>>>
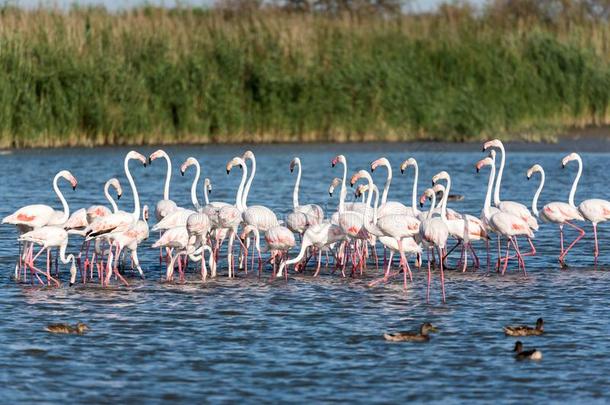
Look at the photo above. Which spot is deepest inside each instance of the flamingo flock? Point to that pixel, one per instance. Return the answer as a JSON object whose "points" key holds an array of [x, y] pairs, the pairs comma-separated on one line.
{"points": [[350, 239]]}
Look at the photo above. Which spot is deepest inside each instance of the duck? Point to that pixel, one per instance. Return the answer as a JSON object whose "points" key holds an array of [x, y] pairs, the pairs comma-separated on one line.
{"points": [[421, 336], [523, 330], [77, 329], [532, 354]]}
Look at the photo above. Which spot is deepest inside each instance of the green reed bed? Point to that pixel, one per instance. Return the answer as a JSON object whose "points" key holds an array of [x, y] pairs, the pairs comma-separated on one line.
{"points": [[90, 77]]}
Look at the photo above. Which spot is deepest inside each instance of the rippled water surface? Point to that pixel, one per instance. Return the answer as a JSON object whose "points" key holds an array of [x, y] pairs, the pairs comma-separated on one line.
{"points": [[306, 339]]}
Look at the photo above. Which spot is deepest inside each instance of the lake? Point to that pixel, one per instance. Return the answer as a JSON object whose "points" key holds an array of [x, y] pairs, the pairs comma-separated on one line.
{"points": [[308, 339]]}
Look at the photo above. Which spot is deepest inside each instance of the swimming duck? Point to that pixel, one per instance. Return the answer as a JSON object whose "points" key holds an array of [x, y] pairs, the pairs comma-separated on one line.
{"points": [[78, 329], [422, 336], [526, 354], [523, 330]]}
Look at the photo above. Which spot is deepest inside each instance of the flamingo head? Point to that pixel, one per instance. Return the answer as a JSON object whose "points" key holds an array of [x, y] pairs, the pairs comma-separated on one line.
{"points": [[337, 159], [358, 175], [568, 159], [439, 190], [496, 143], [333, 184], [188, 162], [137, 156], [156, 154], [484, 162], [114, 182], [407, 163], [427, 194], [440, 176], [236, 161], [379, 162], [361, 189], [68, 176], [533, 169], [293, 163]]}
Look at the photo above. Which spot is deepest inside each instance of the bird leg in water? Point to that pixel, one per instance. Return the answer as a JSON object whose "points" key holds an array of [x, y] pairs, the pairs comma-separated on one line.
{"points": [[581, 233]]}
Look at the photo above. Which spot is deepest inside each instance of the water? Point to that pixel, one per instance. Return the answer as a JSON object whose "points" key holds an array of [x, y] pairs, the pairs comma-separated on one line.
{"points": [[308, 339]]}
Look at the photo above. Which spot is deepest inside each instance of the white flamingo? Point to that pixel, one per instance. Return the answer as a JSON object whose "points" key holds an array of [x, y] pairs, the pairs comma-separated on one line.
{"points": [[165, 206]]}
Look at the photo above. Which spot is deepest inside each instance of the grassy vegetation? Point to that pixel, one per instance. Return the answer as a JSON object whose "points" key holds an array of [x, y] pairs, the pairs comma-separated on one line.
{"points": [[90, 77]]}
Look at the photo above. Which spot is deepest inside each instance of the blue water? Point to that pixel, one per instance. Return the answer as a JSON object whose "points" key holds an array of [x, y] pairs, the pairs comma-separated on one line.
{"points": [[306, 339]]}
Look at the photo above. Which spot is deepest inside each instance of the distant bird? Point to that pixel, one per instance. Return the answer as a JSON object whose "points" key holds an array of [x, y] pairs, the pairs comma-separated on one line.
{"points": [[64, 328], [421, 336], [532, 354], [524, 330]]}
<<<
• _Objective_
Reproduce every row above verbatim, leaving out the picture.

• _Correct answer_
Look at the photo above. Which spot is deepest inside each instance of the flamingo flock? Point to that pixel, one per instance. Return the answer as a JSON object whose "points" key holds an array of [x, y] pairs, the pairs comma-separated on one line.
{"points": [[350, 239]]}
Look at the photo above. Which spot is deepest inside each instance of the duck? Point to that pixel, one per instance. Return the answer as a JSON object whose "points" key holds an array of [x, y] pairs, the pairs comma-separated on one line.
{"points": [[421, 336], [523, 330], [77, 329], [532, 354]]}
Look at the photo above. Which spot is deepest inside each instance of the green reed bed? Point to that pixel, one per instance. Return the answer as a JSON object whose "points" key holds an array of [x, y] pairs, the pairs comma-separated on one line.
{"points": [[90, 77]]}
Look at the photo above. Which spot is deepest inside each instance of the rippled water surface? Point to that pixel, one per instance. Return the answer as a JSON object whose "points" key holds an array of [x, y] pairs, the pairs comma-separated on one line.
{"points": [[306, 339]]}
Look at the photo above. Which spot is deepest inside each instance of the lake? Point to that pixel, one per instance. Return the answer as a JSON object whose "points" key holds an array of [x, y] pairs, the pairs comma-separated on one line.
{"points": [[308, 339]]}
Look at the photo above. Which spot is deepest inside each instance of the swimming duck? Point to that pixel, one per instance. Return the answer as a JSON object whose "points" key holds an array of [x, y] pairs, the pairs comma-separated on one line.
{"points": [[78, 329], [422, 336], [526, 354], [523, 330]]}
Look at the photo above. Which spot is deepest inside each instance of the flamingo head? Point to that pixel, one per instance. Return the answer as a JSON object whose "points" key holds an array of [x, y] pairs, the pairs comma-separated on one line.
{"points": [[337, 159], [358, 175], [568, 159], [439, 190], [496, 143], [333, 184], [188, 162], [137, 156], [156, 154], [484, 162], [114, 182], [407, 163], [427, 194], [440, 176], [236, 161], [379, 162], [361, 189], [68, 176], [533, 169], [293, 163]]}
Look at the photo above. Which spot is deepest inside each instance of the bird leg in water? Point to that pixel, one per instance. Return the answer as a JSON object whose "points" key holds an array of [x, y] pairs, the pairs comma-separated on one line.
{"points": [[581, 233]]}
Look at the photo above. Which spot is deepest inside each instance of the water? Point to that pixel, one per instance. Return the answer as a JSON object whose "points" key holds an array of [x, y] pairs, the pairs comma-separated on one line.
{"points": [[308, 339]]}
Look at the photo above. Which spot is deepest inside each instance of the white flamingo? Point to that pixel, one per instance. Return the answer as a JSON object whose "points" key holds an array of [x, y] pairs, the pairs comma-separated on one line.
{"points": [[165, 206]]}
Look at the photo above. Which spot is deepest inside each instance of the grassy vegetation? Point to that pixel, one per instance. Return the answer as a JSON object whose "points" key holds an array of [x, y] pairs, the pairs comma-separated on one line.
{"points": [[90, 77]]}
Look at the photo above. Which spot is deepest inside each instance of the blue water? Point to that pixel, one per instance. Return the answer as a JSON object whose "points" key holds an array of [x, y] pairs, the pairs comma-separated on one line.
{"points": [[306, 339]]}
Look at the photo above. Which spot is deepest inside each instance of the distant bird? Point to that pixel, one per instance. Return the answer as a JSON object whose "points" key holds an array of [x, y] pairs, the pairs comma-separated on one line.
{"points": [[64, 328], [421, 336], [532, 354], [524, 330]]}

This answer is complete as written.